◆ **TASK REQUIREMENTS**: Please produce an exact copy of only the lines from the one with "Mark the adult elephant" through the last one of the material, without pictures.
= = = =
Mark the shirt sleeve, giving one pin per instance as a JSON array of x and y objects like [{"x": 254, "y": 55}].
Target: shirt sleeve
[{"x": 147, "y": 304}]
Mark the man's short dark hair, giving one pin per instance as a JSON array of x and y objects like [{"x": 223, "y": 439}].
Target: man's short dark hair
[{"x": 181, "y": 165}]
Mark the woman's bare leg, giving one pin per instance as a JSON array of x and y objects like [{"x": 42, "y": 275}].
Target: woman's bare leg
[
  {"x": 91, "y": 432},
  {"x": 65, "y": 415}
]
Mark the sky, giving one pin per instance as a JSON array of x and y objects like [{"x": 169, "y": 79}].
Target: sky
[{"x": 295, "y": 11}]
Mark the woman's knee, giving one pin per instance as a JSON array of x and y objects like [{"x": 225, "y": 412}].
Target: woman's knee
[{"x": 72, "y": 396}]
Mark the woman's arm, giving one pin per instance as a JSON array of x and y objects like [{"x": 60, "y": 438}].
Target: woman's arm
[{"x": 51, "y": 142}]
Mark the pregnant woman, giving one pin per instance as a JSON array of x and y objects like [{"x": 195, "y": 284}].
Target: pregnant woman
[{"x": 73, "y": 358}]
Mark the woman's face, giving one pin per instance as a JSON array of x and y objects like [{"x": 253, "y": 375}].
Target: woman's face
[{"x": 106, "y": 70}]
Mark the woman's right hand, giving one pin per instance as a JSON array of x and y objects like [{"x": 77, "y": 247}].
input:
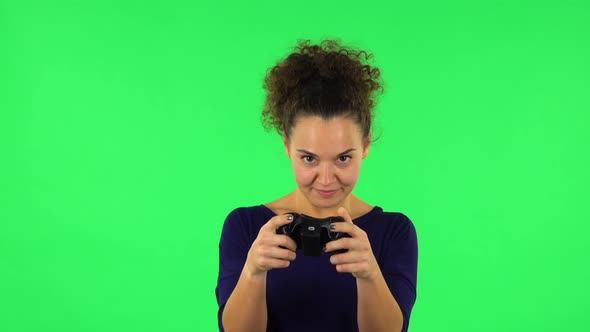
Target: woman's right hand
[{"x": 271, "y": 250}]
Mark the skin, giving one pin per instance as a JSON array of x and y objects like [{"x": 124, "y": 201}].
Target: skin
[{"x": 325, "y": 155}]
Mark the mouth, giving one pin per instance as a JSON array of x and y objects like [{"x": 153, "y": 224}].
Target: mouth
[{"x": 326, "y": 193}]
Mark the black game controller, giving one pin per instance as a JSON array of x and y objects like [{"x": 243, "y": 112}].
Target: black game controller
[{"x": 311, "y": 233}]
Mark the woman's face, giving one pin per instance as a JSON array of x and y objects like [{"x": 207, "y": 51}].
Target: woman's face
[{"x": 326, "y": 158}]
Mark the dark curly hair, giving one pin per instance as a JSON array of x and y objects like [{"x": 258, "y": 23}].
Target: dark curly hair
[{"x": 326, "y": 80}]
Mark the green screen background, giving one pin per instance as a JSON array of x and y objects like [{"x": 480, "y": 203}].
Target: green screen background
[{"x": 130, "y": 129}]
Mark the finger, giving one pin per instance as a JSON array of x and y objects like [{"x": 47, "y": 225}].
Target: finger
[
  {"x": 268, "y": 263},
  {"x": 278, "y": 221},
  {"x": 354, "y": 267},
  {"x": 283, "y": 241},
  {"x": 276, "y": 253},
  {"x": 349, "y": 257},
  {"x": 343, "y": 243},
  {"x": 345, "y": 227},
  {"x": 344, "y": 214}
]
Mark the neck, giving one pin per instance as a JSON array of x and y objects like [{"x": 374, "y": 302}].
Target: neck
[{"x": 303, "y": 205}]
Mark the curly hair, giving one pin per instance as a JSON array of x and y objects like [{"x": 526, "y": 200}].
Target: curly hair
[{"x": 326, "y": 80}]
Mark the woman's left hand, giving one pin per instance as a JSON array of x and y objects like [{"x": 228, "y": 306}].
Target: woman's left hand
[{"x": 359, "y": 259}]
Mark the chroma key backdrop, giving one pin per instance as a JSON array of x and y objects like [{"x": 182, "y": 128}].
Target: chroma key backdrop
[{"x": 130, "y": 129}]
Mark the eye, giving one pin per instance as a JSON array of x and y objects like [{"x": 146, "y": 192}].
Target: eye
[
  {"x": 344, "y": 159},
  {"x": 307, "y": 159}
]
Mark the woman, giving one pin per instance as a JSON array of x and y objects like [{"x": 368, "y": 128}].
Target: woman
[{"x": 319, "y": 99}]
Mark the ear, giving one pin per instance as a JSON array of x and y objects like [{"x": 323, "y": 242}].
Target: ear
[
  {"x": 286, "y": 145},
  {"x": 366, "y": 147}
]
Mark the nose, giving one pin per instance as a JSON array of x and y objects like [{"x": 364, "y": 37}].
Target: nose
[{"x": 326, "y": 174}]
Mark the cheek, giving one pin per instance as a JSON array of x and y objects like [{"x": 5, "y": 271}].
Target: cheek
[{"x": 302, "y": 175}]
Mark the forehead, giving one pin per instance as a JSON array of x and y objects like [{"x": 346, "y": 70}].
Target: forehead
[{"x": 316, "y": 133}]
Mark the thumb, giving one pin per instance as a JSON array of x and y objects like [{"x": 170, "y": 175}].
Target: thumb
[{"x": 344, "y": 214}]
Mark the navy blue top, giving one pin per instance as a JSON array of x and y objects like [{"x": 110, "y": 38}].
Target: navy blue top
[{"x": 310, "y": 295}]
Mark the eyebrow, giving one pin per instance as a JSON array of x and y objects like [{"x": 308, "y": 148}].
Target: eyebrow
[{"x": 313, "y": 154}]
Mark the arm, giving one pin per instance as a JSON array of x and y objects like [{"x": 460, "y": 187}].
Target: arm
[
  {"x": 245, "y": 309},
  {"x": 378, "y": 309}
]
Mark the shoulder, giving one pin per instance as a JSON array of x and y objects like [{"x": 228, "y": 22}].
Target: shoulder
[
  {"x": 389, "y": 224},
  {"x": 250, "y": 213},
  {"x": 247, "y": 219}
]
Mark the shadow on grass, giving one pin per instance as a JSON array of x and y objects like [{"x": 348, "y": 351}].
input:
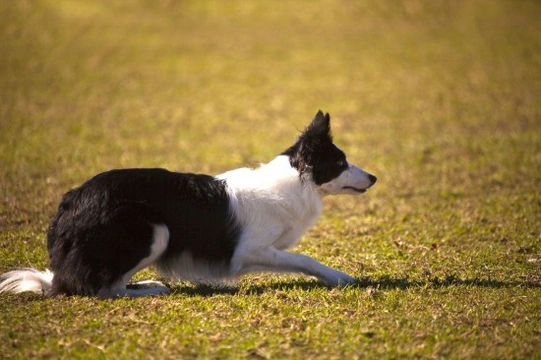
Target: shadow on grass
[{"x": 382, "y": 283}]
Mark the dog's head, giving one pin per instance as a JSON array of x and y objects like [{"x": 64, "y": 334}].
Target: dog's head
[{"x": 316, "y": 157}]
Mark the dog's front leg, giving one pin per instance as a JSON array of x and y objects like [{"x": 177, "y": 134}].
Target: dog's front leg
[{"x": 272, "y": 259}]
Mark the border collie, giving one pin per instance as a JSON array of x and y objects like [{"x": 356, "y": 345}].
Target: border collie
[{"x": 201, "y": 228}]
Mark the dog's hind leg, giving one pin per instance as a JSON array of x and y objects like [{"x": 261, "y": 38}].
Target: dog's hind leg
[{"x": 122, "y": 288}]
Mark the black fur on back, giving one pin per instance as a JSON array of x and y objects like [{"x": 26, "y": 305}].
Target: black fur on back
[
  {"x": 314, "y": 152},
  {"x": 105, "y": 227}
]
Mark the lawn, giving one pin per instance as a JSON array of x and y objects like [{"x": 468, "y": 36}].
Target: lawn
[{"x": 441, "y": 100}]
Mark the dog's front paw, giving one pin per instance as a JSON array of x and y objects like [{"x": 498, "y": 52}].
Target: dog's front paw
[{"x": 340, "y": 280}]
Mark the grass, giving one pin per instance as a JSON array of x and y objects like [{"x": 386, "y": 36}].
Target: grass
[{"x": 440, "y": 100}]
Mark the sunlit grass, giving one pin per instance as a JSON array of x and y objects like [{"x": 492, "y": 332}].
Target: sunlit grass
[{"x": 440, "y": 100}]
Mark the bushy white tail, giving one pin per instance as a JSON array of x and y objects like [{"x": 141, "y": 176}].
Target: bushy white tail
[{"x": 23, "y": 280}]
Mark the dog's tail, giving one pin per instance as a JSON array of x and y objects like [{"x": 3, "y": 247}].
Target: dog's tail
[{"x": 23, "y": 280}]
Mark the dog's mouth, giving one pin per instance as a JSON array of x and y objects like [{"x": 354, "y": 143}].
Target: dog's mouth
[{"x": 354, "y": 189}]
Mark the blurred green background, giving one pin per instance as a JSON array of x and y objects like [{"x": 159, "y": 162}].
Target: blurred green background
[{"x": 439, "y": 99}]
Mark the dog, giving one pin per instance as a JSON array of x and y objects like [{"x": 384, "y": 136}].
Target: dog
[{"x": 195, "y": 227}]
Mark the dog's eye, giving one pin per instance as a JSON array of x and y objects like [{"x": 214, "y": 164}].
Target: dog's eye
[{"x": 342, "y": 164}]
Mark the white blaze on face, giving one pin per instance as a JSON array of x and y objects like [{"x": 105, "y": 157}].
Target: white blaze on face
[{"x": 352, "y": 181}]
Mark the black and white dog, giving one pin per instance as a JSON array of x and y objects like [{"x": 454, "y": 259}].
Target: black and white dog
[{"x": 206, "y": 229}]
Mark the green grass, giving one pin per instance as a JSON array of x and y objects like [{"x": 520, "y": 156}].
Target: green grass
[{"x": 439, "y": 99}]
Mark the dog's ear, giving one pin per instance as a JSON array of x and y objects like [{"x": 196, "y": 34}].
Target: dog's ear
[{"x": 320, "y": 126}]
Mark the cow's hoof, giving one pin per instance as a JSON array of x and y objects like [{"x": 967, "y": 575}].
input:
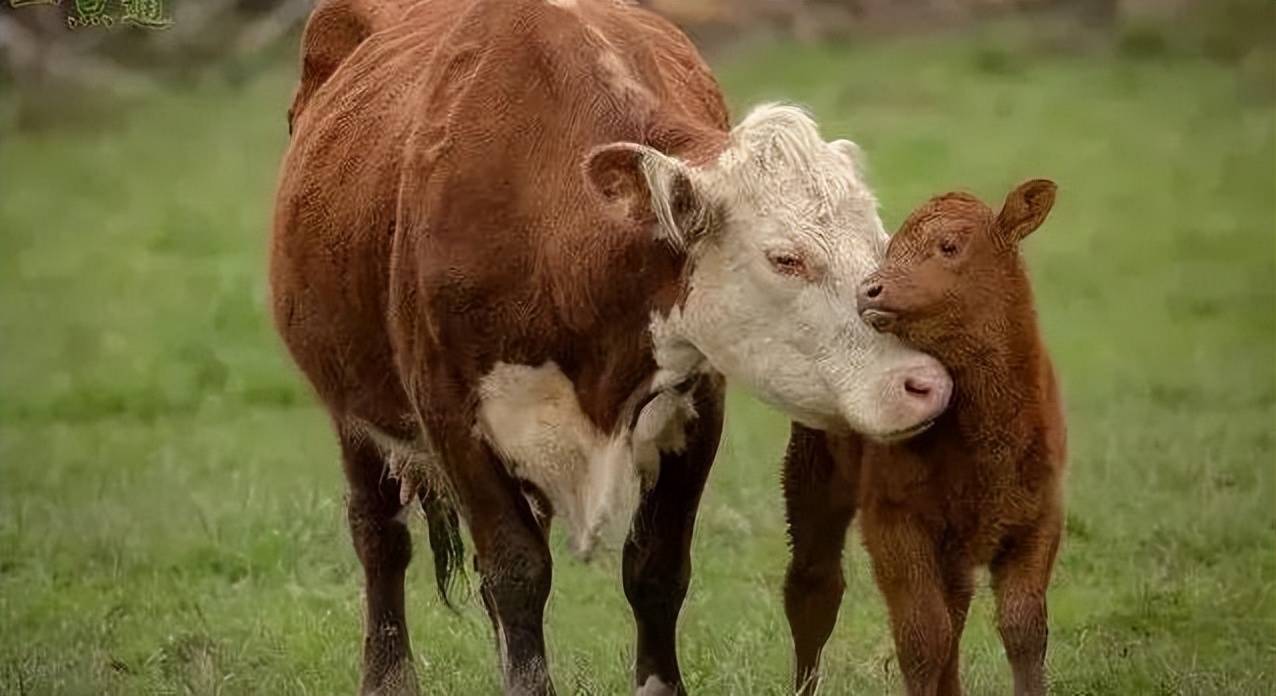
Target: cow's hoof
[
  {"x": 653, "y": 686},
  {"x": 397, "y": 681}
]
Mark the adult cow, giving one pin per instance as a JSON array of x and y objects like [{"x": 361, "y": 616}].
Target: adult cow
[{"x": 516, "y": 247}]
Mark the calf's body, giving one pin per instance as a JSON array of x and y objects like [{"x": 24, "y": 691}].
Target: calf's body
[{"x": 981, "y": 487}]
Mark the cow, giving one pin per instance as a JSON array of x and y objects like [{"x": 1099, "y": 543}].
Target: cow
[
  {"x": 983, "y": 487},
  {"x": 517, "y": 252}
]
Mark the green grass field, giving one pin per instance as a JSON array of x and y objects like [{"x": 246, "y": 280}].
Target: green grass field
[{"x": 171, "y": 516}]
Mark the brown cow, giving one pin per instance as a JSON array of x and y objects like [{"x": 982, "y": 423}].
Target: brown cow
[
  {"x": 983, "y": 487},
  {"x": 498, "y": 330}
]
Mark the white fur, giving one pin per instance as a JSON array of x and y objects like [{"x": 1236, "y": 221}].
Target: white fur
[
  {"x": 414, "y": 462},
  {"x": 655, "y": 686},
  {"x": 593, "y": 480},
  {"x": 795, "y": 342}
]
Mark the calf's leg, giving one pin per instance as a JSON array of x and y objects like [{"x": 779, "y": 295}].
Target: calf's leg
[
  {"x": 384, "y": 548},
  {"x": 819, "y": 480},
  {"x": 657, "y": 556},
  {"x": 958, "y": 589},
  {"x": 907, "y": 571},
  {"x": 1021, "y": 575}
]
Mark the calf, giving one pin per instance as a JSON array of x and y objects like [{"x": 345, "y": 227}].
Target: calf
[
  {"x": 517, "y": 248},
  {"x": 981, "y": 487}
]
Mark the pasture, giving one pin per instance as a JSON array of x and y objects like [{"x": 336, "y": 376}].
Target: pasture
[{"x": 171, "y": 512}]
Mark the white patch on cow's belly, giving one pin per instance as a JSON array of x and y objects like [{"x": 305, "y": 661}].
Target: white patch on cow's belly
[
  {"x": 414, "y": 462},
  {"x": 595, "y": 480}
]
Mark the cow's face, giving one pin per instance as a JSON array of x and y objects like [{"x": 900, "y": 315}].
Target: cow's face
[{"x": 780, "y": 233}]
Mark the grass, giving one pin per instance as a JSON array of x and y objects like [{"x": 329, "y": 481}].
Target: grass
[{"x": 170, "y": 498}]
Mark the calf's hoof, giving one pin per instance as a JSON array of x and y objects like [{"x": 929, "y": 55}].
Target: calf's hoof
[{"x": 655, "y": 686}]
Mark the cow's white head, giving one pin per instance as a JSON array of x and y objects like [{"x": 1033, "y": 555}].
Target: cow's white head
[{"x": 780, "y": 231}]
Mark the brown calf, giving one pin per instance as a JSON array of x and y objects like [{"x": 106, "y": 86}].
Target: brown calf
[{"x": 984, "y": 485}]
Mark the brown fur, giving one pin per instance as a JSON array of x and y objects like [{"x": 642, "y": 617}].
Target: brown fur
[
  {"x": 983, "y": 487},
  {"x": 433, "y": 220}
]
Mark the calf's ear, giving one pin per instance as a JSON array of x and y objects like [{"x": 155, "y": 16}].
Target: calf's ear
[
  {"x": 647, "y": 187},
  {"x": 1025, "y": 210}
]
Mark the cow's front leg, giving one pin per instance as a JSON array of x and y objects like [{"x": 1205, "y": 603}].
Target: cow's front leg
[
  {"x": 657, "y": 556},
  {"x": 512, "y": 558},
  {"x": 384, "y": 548},
  {"x": 821, "y": 476}
]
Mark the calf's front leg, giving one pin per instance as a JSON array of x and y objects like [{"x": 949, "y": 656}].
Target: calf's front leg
[
  {"x": 907, "y": 571},
  {"x": 657, "y": 554},
  {"x": 1021, "y": 575}
]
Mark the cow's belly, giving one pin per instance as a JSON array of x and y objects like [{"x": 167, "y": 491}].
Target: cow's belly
[{"x": 595, "y": 480}]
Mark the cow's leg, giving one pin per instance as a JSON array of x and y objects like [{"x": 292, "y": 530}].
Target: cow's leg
[
  {"x": 907, "y": 571},
  {"x": 1021, "y": 575},
  {"x": 657, "y": 554},
  {"x": 512, "y": 557},
  {"x": 819, "y": 503},
  {"x": 384, "y": 548}
]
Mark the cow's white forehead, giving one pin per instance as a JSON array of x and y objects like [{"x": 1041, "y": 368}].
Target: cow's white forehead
[{"x": 776, "y": 165}]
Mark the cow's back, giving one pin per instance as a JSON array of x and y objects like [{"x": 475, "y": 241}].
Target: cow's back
[{"x": 451, "y": 141}]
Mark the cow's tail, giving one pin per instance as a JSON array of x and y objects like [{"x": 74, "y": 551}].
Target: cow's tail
[{"x": 445, "y": 543}]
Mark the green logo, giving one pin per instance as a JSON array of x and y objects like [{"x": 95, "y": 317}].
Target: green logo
[{"x": 151, "y": 14}]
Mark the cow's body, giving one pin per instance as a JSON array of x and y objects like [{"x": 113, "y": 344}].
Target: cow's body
[
  {"x": 494, "y": 325},
  {"x": 406, "y": 224}
]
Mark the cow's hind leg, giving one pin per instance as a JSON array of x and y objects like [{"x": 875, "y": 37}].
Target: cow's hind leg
[
  {"x": 512, "y": 557},
  {"x": 657, "y": 556},
  {"x": 819, "y": 501},
  {"x": 384, "y": 548}
]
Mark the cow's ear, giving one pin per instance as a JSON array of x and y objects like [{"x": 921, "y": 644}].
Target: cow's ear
[
  {"x": 1025, "y": 210},
  {"x": 648, "y": 187},
  {"x": 853, "y": 153}
]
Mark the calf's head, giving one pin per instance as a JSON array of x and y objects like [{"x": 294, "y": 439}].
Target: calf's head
[
  {"x": 953, "y": 266},
  {"x": 778, "y": 231}
]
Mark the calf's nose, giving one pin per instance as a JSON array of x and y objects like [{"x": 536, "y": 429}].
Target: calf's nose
[{"x": 928, "y": 391}]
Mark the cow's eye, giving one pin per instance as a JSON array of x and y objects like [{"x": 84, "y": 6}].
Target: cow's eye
[{"x": 787, "y": 263}]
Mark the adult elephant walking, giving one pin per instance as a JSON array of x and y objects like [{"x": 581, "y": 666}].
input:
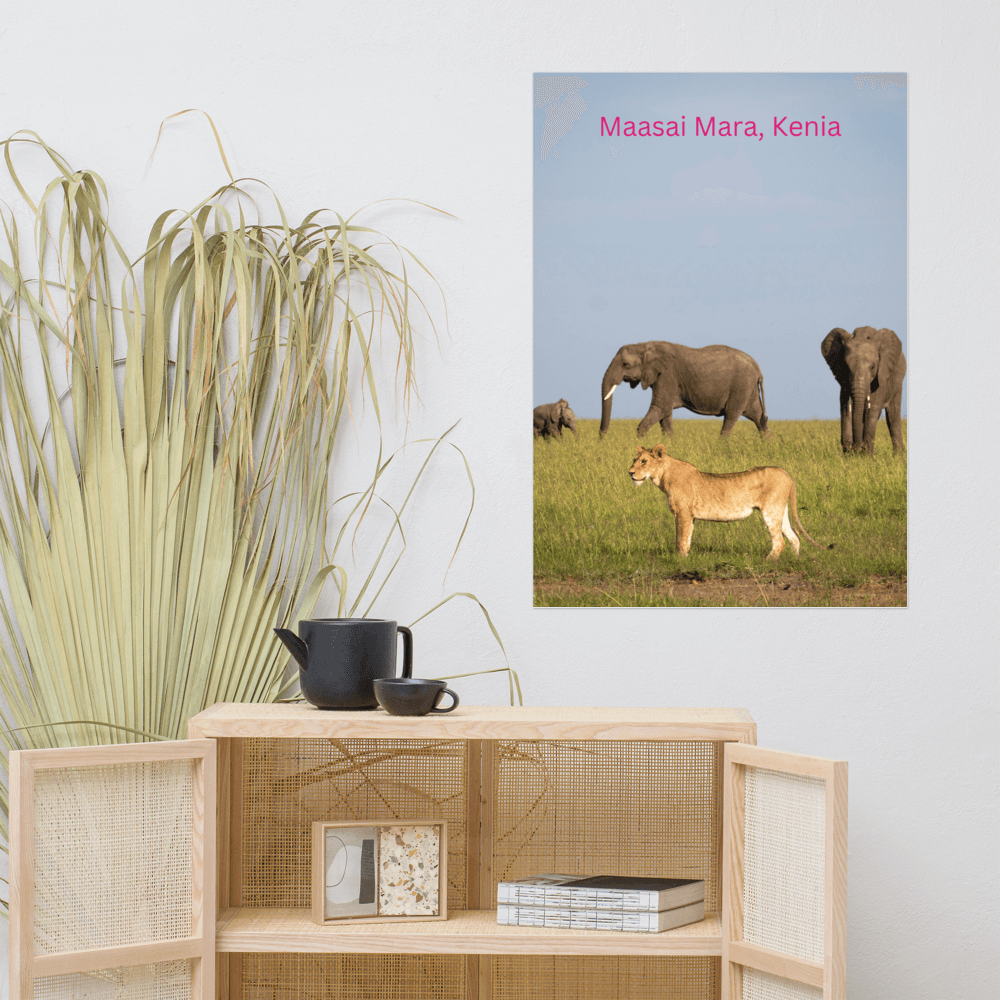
= = = =
◆ **WRITTEN SOLUTION**:
Mark the adult elephant walking, giving one pin per instance as a JSON array of x and y objects like [{"x": 581, "y": 666}].
input:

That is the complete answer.